● PASSAGE FOR REVIEW
=-=-=

Changes in the composition of gut microflora (bacteria) have been associated with an increase in chronic diseases, such as obesity, type 2 diabetes mellitus, metabolic syndrome and atherosclerosis. Interestingly, these associations have led researchers to suggest that changes in the composition of the microflora of the gut may also occur in other chronic diseases such as Parkinson’s disease (PD). This is a notable concept worth exploration, in the context of early stage PD dysautonomic gastrointestinal symptoms, characterised by dysphagia, slow gastric emptying and constipation. Moreover, very recent investigations have suggested that changes in the gut microbiota and increased gut permeability, inflammation, neuro-inflammation and small intestinal bacterial overgrowth (SIBO) could contribute to the pathogenesis of PD.
Growth of gut microbiota is associated with the release of bacterial metabolism products, which are absorbed by the intestine, enter human metabolism and are eliminated in the urine. One of these compounds is indoxyl sulfate, otherwise known as indican. The urinary concentration of indican can be measured by a simple and inexpensive procedure, which has been employed to assess dysbiosis and SIBO. In healthy subjects indican urinary concentrations are low (approximately 10-25 mg/l), since bacterial growth in the upper intestine is very modest. High concentrations (> 40 mg/l) indicate changes in bacterial growth in the small intestine, such as SIBO, malabsorption and constipation. In the presence of SIBO or malabsorption, the intraluminal concentration of amino acids increases and, in turn, so does bacterial conversion of tryptophan to indican. In constipated subjects the increase in indican concentrations is likely the result of changes in gut flora – such as reduction in lactobacillus strains.

=-=-=

Extracted data entries

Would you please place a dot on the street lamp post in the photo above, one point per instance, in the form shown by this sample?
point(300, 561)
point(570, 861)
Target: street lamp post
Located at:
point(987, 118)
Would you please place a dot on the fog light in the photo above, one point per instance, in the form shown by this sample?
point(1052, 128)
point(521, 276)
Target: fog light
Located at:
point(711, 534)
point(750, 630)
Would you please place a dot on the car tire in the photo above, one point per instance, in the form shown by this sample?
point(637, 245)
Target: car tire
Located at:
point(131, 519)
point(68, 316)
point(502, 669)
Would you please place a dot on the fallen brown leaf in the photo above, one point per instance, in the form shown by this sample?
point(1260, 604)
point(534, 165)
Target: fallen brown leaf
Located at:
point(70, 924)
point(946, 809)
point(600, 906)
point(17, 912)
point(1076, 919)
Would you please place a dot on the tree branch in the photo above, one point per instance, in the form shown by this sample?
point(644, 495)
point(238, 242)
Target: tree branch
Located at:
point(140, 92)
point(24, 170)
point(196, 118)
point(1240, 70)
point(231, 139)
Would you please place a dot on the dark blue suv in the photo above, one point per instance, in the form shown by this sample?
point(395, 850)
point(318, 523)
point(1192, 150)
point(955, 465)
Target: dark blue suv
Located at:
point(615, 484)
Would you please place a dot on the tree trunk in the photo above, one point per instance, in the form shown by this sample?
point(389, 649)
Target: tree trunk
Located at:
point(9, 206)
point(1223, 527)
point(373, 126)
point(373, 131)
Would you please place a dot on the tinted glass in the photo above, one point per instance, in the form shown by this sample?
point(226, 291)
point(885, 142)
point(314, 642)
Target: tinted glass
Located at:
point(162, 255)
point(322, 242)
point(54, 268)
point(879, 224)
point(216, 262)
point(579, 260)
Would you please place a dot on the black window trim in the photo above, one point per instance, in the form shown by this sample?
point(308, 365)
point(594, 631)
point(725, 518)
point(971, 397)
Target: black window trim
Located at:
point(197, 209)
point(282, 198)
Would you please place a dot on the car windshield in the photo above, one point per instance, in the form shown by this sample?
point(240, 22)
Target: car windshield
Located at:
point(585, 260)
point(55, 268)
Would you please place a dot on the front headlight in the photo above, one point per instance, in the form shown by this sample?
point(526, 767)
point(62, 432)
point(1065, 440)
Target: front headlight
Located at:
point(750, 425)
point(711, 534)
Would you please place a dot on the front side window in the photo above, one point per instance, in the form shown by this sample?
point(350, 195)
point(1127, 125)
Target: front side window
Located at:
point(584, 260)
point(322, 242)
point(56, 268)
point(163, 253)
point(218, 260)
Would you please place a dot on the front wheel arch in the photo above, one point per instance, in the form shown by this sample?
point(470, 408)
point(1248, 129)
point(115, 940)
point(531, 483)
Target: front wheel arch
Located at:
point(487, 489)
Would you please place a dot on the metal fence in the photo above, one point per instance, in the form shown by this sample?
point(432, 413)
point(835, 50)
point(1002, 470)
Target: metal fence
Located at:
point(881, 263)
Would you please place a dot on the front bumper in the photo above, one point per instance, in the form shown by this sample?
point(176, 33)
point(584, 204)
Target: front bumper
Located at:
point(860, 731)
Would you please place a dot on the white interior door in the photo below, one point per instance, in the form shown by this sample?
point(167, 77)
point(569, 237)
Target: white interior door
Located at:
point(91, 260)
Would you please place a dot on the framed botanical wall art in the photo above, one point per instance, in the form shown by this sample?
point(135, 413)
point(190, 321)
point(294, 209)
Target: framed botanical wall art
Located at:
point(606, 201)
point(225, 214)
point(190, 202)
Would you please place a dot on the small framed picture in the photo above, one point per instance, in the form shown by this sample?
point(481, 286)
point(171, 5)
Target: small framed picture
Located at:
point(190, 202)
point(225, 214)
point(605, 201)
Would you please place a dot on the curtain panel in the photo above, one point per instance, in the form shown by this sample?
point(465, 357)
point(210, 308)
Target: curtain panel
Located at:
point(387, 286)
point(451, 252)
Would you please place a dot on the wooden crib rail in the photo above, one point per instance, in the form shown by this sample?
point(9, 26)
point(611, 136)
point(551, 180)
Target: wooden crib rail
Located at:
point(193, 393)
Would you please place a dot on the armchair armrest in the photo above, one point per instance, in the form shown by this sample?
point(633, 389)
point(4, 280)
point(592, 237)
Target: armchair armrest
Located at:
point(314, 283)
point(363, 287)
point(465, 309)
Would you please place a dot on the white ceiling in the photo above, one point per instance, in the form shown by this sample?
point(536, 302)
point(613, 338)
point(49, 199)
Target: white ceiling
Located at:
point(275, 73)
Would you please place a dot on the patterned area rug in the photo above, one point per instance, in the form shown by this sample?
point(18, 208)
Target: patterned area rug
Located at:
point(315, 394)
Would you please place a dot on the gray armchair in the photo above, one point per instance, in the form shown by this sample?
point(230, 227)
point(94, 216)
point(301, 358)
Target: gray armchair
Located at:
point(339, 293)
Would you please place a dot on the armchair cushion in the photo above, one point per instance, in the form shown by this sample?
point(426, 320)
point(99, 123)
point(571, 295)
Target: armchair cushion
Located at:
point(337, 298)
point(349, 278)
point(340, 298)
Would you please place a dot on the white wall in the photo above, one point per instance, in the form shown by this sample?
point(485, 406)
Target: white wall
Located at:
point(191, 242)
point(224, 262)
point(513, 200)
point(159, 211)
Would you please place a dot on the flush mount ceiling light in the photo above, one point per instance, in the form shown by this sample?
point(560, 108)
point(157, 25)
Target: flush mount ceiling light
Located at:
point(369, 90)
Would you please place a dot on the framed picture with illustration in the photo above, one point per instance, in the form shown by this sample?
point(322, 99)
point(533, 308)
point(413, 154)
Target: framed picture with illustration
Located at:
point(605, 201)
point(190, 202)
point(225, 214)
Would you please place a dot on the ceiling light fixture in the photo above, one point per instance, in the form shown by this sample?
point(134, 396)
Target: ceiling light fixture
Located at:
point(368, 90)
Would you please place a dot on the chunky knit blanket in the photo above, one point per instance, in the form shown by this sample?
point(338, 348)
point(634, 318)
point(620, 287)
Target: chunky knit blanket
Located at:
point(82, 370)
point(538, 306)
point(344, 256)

=-=-=

● PARTS OF THE EXERCISE
a: According to the passage on gut microflora and Parkinson's disease, what approximate urinary indican concentration is found in healthy subjects?
b: Extend the passage on gut microflora and Parkinson's disease, picking up after its final sentence.

● ANSWERS BY ITEM NUMBER
a: Approximately 10-25 mg/l.

b:
In a recent study (2015) undertaken by the Parkinson’s Institute of Milan in association with the Faculty of Medicine and Surgery at the University of Milan, Italy, researchers sought to measure indican urinary concentrations, as surrogate of changes in the gut microflora in three groups of subjects: PD patients at onset of disease; PD patients on levodopa treatment and age and gender-matched healthy controls. In patients diagnosed with PD, indican urinary concentrations were approximately two times higher compared to healthy subjects (46.4 +/- 4.1 mg/l vs 24.9 +/- 4.6 mg/l). Results highlighted that the difference in concentration did not appear to be influenced by differences in:
- Body Mass Index (BMI)
- Dietary Habits
- Intestinal Function – Given that concentrations were not affected by the presence of constipation.
Interestingly, urinary indole concentrations were significantly higher in de novo PD patients (onset of Parkinson, not using levodopa), suggesting that disease duration and pharmacological therapy of PD do not play a role. The authors note that the validity of their findings is supported by:
- The consistency of their data, with the results of the few studies published in the literature, which report that the mean indican urinary concentration in healthy men is approximately 10-25 mg/l.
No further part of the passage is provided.